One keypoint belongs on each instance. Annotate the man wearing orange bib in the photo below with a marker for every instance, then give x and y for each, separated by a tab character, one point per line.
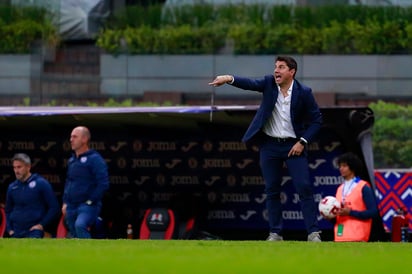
354	219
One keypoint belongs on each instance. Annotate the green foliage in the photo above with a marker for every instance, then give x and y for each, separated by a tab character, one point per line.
259	29
176	40
22	27
391	135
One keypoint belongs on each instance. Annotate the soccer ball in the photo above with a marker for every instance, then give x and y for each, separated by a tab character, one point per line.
328	207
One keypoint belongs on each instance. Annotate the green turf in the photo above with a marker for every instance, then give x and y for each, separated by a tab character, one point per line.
157	256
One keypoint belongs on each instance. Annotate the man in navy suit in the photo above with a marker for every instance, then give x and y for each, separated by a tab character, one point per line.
287	120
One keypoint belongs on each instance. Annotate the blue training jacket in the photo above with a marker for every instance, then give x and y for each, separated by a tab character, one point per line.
87	178
30	203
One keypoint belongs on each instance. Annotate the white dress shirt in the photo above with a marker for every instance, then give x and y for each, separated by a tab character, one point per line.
280	123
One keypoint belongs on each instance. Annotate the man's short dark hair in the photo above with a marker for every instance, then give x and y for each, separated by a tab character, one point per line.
290	62
22	157
352	160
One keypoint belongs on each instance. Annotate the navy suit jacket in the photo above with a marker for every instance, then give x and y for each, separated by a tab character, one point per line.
304	111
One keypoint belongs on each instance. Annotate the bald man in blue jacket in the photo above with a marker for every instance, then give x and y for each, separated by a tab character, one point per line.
287	120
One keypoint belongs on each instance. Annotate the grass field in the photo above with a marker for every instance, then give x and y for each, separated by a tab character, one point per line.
157	256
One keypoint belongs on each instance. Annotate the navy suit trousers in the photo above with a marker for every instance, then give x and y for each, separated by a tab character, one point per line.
273	156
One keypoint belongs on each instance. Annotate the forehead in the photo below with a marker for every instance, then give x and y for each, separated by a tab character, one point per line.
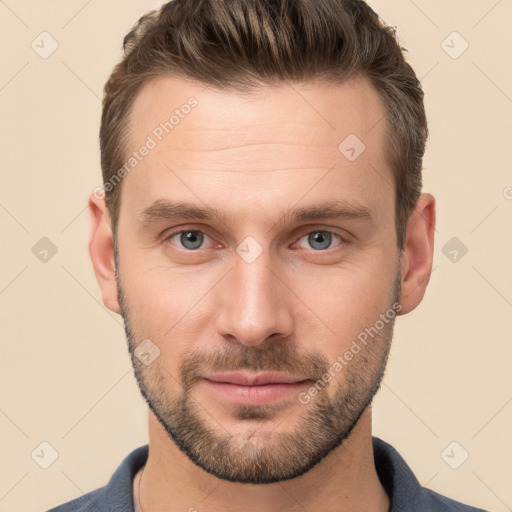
285	137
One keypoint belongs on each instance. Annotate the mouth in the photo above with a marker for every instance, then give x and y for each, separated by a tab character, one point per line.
255	389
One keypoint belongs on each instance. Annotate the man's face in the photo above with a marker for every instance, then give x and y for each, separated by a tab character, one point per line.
255	287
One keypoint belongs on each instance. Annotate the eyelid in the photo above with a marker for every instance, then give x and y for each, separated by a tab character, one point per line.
346	239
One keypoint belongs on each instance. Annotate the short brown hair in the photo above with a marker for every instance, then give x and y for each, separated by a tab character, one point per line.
240	44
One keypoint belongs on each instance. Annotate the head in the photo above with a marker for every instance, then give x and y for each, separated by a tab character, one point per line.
263	211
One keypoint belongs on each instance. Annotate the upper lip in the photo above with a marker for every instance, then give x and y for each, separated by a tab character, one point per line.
247	379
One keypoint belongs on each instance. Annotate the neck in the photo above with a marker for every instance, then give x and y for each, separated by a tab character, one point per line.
345	480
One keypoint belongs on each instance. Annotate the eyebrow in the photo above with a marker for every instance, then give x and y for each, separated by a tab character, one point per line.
165	210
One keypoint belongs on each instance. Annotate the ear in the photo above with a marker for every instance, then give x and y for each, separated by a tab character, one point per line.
417	256
101	250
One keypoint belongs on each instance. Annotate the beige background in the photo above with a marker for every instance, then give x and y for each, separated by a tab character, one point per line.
65	373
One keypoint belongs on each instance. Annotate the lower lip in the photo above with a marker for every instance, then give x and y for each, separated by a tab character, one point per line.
255	395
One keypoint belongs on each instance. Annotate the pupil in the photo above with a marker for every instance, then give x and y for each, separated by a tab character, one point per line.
321	237
191	240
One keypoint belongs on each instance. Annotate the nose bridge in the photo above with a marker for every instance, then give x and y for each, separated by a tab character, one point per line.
255	304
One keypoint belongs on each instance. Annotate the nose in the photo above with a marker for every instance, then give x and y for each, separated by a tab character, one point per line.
254	304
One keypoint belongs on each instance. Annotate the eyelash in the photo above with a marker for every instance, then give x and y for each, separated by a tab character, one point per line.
343	241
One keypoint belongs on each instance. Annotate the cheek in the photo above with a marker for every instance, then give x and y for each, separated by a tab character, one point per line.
342	301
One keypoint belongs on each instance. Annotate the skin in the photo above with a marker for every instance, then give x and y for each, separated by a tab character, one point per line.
294	309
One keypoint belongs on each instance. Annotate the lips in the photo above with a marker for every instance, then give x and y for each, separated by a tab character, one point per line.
259	379
254	389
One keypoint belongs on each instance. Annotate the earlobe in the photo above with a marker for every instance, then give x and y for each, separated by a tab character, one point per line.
101	251
416	259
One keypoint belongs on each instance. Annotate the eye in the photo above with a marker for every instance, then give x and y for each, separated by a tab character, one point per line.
189	239
321	240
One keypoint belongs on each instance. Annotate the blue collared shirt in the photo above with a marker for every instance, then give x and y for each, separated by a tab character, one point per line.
404	491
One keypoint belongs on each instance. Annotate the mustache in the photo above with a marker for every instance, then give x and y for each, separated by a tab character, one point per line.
278	357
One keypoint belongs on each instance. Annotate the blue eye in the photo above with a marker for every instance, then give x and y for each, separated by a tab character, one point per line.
320	240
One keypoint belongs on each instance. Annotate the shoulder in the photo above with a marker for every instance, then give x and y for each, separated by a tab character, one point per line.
405	492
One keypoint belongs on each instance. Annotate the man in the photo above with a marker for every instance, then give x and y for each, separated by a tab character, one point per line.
262	227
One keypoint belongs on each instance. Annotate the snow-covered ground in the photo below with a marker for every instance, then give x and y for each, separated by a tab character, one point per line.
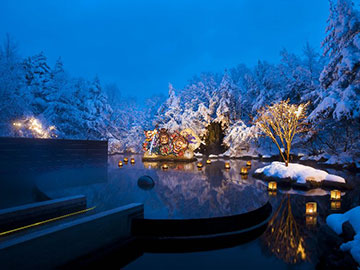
335	222
297	172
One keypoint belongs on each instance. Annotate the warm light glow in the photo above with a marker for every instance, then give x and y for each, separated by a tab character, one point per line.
335	194
165	166
47	221
335	205
31	126
272	186
311	220
244	170
311	208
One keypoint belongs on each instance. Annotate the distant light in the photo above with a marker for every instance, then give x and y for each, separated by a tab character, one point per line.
311	208
335	195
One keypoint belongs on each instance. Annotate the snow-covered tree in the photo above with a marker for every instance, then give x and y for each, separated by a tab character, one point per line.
340	78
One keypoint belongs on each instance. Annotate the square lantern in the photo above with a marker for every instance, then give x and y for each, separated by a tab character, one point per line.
244	170
272	186
335	205
335	195
311	208
311	220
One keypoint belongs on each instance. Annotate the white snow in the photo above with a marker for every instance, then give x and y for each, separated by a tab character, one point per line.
297	172
335	222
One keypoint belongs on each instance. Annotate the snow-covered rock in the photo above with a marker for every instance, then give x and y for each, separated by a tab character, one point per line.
335	222
297	172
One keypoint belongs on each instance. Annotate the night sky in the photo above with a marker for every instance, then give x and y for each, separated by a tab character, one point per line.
144	45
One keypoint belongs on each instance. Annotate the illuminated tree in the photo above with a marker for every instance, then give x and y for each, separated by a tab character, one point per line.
281	122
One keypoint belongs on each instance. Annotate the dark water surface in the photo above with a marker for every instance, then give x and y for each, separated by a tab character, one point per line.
291	240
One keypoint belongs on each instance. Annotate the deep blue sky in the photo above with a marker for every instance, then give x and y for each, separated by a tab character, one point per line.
142	45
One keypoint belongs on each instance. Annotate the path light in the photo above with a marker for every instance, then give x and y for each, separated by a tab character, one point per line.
335	205
311	208
310	220
272	193
165	166
272	186
335	195
244	170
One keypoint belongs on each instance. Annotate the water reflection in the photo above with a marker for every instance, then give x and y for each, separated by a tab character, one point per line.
283	236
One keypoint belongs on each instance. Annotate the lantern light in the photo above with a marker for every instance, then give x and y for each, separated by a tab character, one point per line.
272	186
311	208
335	195
335	205
244	176
244	170
311	220
165	166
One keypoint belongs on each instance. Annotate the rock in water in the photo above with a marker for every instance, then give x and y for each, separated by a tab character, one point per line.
146	182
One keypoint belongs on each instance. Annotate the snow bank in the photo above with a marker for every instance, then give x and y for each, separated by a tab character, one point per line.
297	172
335	222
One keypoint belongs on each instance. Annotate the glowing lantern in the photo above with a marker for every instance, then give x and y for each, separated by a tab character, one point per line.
311	220
165	166
335	205
311	208
272	193
244	170
335	195
272	186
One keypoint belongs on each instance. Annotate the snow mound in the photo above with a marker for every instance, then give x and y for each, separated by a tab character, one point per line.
335	222
297	172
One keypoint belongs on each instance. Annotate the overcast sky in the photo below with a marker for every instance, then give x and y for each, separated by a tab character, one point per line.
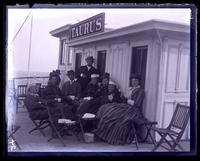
44	47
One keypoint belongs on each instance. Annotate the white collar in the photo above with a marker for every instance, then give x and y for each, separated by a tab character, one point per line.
89	67
134	88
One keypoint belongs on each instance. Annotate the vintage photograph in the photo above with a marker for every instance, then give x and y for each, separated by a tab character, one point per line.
99	80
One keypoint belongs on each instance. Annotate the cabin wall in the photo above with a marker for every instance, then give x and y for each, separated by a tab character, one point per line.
174	86
167	69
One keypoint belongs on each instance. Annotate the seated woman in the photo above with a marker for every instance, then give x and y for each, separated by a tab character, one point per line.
92	87
113	95
116	119
37	107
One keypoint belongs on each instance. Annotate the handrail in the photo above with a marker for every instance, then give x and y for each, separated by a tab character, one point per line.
29	77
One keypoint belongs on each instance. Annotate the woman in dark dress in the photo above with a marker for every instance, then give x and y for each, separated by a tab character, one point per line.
116	119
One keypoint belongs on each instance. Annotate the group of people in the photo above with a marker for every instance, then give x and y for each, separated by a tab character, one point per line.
88	92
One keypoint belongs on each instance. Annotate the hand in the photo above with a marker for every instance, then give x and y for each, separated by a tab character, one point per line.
83	75
110	97
130	102
72	97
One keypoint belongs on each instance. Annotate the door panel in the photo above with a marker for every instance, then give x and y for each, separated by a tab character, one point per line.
176	82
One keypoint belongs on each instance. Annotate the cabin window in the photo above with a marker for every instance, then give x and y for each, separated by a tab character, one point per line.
78	61
101	61
138	62
63	52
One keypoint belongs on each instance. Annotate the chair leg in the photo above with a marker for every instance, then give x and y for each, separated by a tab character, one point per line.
160	142
82	131
37	128
136	141
17	101
16	143
57	134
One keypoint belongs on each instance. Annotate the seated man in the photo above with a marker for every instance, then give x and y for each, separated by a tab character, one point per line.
103	86
92	87
116	120
88	106
71	91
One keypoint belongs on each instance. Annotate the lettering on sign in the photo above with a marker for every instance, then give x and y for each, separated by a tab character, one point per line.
89	26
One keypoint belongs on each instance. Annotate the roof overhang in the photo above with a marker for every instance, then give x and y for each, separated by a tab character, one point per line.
140	27
57	32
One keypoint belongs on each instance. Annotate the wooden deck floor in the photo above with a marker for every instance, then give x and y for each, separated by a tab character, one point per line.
35	142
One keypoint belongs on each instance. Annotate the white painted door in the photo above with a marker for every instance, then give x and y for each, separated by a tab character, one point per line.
176	82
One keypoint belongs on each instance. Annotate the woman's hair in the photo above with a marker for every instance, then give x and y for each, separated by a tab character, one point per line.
136	76
32	89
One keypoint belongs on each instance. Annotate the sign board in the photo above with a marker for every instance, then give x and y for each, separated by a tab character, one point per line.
87	27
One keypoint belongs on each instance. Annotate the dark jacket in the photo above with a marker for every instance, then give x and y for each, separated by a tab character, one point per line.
71	89
36	108
84	81
138	97
116	97
51	92
103	90
91	91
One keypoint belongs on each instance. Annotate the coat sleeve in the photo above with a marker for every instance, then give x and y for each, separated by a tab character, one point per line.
78	90
63	89
79	71
139	98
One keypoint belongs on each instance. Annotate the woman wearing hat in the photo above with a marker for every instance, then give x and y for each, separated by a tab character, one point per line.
116	119
84	73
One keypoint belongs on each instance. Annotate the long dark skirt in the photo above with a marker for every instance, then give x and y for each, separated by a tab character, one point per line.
115	123
91	106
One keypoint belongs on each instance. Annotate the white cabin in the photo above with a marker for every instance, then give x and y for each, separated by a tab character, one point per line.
158	50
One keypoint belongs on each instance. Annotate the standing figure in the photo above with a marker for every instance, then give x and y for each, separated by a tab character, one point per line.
71	91
92	87
52	90
103	86
84	73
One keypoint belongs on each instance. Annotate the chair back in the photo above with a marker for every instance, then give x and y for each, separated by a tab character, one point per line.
21	90
180	118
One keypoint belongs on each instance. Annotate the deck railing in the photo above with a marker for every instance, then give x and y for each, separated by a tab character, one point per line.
14	82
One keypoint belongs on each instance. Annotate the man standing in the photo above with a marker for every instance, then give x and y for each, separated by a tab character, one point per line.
84	73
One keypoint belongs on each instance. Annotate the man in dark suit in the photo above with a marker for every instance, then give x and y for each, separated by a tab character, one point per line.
71	91
84	73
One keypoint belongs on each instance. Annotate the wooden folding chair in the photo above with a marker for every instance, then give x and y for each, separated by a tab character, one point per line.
148	125
11	135
40	125
21	95
175	129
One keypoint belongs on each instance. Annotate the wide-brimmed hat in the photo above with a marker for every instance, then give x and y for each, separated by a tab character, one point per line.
95	76
70	72
106	75
112	83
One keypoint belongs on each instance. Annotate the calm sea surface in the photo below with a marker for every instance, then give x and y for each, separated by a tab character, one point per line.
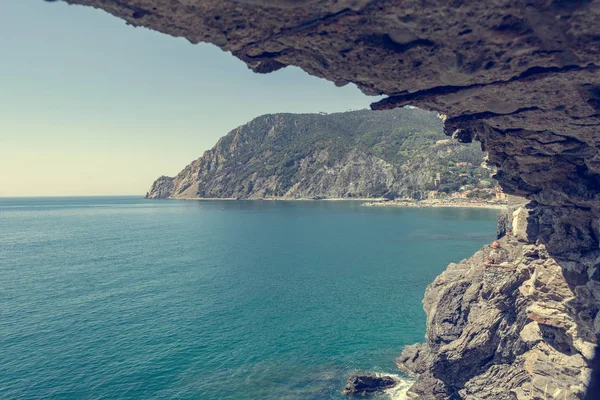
125	298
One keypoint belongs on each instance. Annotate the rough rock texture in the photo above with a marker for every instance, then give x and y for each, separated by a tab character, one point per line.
516	322
369	383
340	155
521	77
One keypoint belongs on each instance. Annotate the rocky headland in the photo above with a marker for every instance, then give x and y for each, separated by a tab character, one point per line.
352	155
518	321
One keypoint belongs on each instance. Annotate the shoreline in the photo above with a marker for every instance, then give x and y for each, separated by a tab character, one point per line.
368	202
436	204
367	199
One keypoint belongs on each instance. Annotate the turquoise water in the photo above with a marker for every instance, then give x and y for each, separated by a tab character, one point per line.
125	298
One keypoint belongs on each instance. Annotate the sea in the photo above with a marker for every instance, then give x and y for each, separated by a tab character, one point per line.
127	298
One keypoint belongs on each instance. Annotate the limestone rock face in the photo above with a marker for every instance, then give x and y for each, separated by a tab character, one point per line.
523	78
340	155
516	322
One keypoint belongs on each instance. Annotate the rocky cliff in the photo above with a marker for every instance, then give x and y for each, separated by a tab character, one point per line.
521	77
518	320
359	154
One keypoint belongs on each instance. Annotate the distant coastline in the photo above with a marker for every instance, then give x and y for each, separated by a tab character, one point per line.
437	204
373	202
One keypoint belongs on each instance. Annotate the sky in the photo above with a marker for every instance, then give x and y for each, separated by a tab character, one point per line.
92	106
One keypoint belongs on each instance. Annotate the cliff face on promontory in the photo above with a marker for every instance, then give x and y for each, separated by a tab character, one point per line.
517	320
358	154
522	78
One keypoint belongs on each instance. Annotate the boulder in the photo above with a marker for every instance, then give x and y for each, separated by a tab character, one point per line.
369	383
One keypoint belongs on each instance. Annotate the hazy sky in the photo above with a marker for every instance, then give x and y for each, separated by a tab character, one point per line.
89	105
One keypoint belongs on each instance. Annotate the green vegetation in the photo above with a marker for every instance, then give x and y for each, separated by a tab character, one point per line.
397	153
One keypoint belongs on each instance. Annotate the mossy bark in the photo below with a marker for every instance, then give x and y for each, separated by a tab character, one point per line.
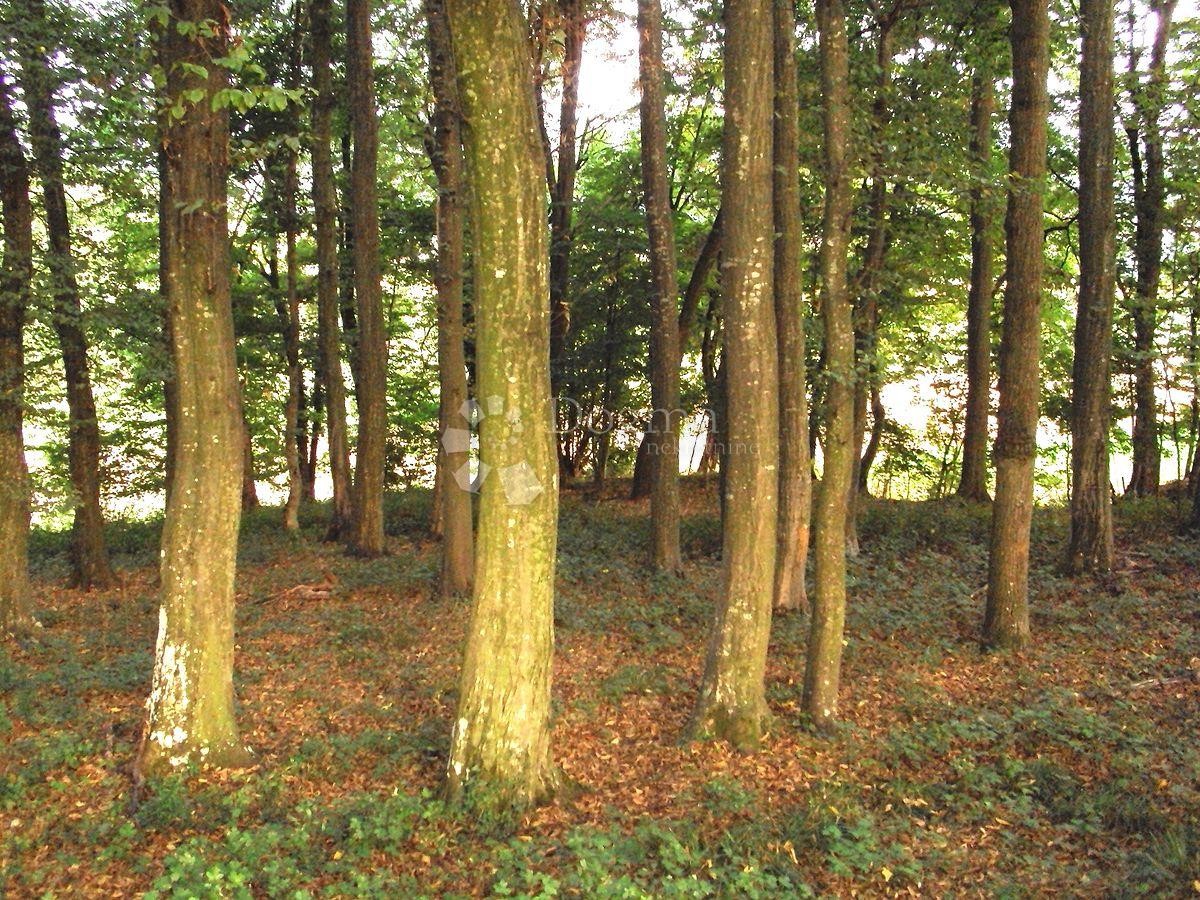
663	432
501	744
732	701
822	671
454	499
15	295
1090	547
367	537
191	705
795	465
1007	617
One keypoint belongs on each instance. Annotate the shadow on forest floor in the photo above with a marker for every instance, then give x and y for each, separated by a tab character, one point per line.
1073	767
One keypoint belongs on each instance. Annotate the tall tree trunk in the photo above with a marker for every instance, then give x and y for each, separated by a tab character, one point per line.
454	449
732	700
1090	547
1149	198
89	555
1007	619
249	481
191	706
372	345
973	481
867	309
562	199
663	432
795	465
822	671
292	442
501	744
16	595
697	285
879	420
324	201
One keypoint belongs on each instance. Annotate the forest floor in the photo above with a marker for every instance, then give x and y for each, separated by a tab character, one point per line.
1073	767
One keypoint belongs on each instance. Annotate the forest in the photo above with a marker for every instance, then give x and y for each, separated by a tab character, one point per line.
599	448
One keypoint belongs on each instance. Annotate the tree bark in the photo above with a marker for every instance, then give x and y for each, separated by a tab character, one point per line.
1150	196
89	553
324	201
973	481
1090	547
499	750
867	307
191	705
1007	618
706	261
795	465
292	443
16	594
663	433
562	201
732	700
454	505
372	339
822	671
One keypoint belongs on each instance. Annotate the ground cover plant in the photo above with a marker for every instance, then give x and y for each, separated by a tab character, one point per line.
952	771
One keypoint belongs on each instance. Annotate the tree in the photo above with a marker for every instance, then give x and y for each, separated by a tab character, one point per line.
663	430
1091	492
88	549
1007	618
795	465
501	745
191	706
15	293
293	444
870	275
973	483
822	671
324	199
562	181
1149	199
372	337
454	449
732	702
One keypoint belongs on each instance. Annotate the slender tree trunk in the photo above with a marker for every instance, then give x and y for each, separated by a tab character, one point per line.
732	701
249	481
1091	498
703	267
16	594
191	706
879	420
324	201
501	745
867	309
292	443
973	481
663	432
454	449
372	346
1007	619
1150	197
346	281
88	550
795	465
822	669
562	201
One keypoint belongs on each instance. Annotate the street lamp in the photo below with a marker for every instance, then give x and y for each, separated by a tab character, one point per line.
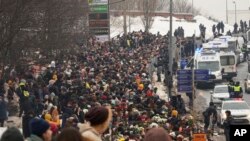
235	11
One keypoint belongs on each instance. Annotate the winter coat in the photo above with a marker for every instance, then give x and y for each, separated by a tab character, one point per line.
34	138
89	133
3	110
25	124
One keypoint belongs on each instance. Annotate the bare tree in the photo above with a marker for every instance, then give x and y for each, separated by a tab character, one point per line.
48	25
12	18
148	7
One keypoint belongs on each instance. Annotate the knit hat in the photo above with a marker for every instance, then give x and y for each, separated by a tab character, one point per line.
97	115
38	126
12	134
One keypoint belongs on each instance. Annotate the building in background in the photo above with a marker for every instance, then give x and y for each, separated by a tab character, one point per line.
243	15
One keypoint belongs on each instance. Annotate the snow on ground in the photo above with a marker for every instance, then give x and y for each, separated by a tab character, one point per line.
161	25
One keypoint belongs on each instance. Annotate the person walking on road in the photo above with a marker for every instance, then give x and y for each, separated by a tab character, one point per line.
226	125
210	111
238	90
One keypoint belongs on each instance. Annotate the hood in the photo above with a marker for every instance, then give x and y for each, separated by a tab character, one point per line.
221	95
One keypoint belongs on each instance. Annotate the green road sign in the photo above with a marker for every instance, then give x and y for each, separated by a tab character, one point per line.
99	8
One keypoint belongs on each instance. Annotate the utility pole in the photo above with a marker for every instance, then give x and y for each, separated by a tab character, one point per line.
226	12
147	18
109	18
235	11
125	17
193	7
170	50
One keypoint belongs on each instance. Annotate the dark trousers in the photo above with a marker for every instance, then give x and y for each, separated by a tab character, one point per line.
21	109
206	121
227	135
159	77
1	122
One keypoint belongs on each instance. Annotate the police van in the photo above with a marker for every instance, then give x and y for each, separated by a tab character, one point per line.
209	60
228	63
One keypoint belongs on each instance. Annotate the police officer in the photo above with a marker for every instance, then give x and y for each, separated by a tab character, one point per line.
238	90
231	88
210	111
244	51
23	95
226	125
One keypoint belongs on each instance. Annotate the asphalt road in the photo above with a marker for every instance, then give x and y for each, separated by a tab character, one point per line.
242	74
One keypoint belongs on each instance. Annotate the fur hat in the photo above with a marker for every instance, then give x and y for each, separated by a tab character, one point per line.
12	134
38	126
157	134
97	115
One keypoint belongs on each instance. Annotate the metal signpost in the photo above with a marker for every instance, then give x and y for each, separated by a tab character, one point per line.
99	19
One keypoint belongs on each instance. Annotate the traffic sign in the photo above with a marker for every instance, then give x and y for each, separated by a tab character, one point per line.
185	83
185	89
201	71
99	8
185	72
183	63
201	75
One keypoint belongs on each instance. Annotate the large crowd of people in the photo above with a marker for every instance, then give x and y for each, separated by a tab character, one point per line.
71	92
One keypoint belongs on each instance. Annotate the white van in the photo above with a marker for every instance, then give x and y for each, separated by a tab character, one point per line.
209	60
232	45
228	63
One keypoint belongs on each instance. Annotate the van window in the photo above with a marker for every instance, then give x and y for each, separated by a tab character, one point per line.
227	60
191	63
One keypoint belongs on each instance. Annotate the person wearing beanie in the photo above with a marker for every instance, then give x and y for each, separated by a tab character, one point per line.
69	134
12	134
98	119
40	130
157	134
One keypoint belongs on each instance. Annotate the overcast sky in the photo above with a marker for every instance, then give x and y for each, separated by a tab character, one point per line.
217	8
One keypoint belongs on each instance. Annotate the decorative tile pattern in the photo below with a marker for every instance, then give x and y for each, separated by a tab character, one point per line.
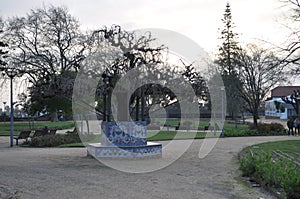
124	133
149	151
125	140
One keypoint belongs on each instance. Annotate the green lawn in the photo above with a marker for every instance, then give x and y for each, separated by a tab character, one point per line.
19	126
290	148
275	165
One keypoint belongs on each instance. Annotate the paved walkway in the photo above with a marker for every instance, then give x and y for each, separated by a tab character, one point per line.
69	173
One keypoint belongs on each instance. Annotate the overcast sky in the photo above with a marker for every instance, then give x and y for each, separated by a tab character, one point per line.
198	19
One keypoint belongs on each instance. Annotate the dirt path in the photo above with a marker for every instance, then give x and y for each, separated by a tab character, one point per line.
68	173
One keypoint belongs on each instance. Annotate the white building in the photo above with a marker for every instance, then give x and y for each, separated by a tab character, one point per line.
283	110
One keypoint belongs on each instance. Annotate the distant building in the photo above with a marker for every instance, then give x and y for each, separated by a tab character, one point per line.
283	110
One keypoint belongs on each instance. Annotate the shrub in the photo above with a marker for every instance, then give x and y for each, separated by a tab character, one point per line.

________________

INSTRUCTIONS TO FOLLOW: With pictures left out, repeat exactly the lines from the line bearing "One keypoint belongs on each instance. Annotate the decorative" through the final line of the records above.

RESULT:
One keypoint belongs on each instance. Annotate the decorative tile pattern in the photo below with a marker for every instance, then give x and y for each, separated by a tab character, one point per line.
124	133
149	151
125	140
One keypoint belongs on each instance. Annotate the green lawn in the photo above with a marker for every instance, then give x and y for each, separated by a tab character, one point per line.
19	126
290	148
275	165
One keypoint belongs on each instance. Annotate the paved walkway in the photo above with a marker for every instance, then give x and y for each, separated by a tab character, one point per line.
69	173
One keypoint belongs on each instance. Annotate the overcast sky in the photo above with a marker for every instance, then give x and y for each, separated by a tab character, one point per line.
198	19
One keypoint belongs on each instance. Annotate the dirt path in the photo above with a marker for every instance, then give x and y for each, separated by a tab character, one point per line.
68	173
One keypoint belongs on each instance. Annotate the white building in the photo above with a marker for every instance, then give x and y for each, separated by a tab character, one point per line.
283	110
One keypoint belongs on each instance. Annotate the distant building in the photo above with a marker for every instance, then give x and y for each, separated by a tab character, one point per line.
283	110
One keypoint belongs on each instance. Annotate the shrub in the photo above with a marker for every instance, then give x and y for each, separated by a tab character, one point per line.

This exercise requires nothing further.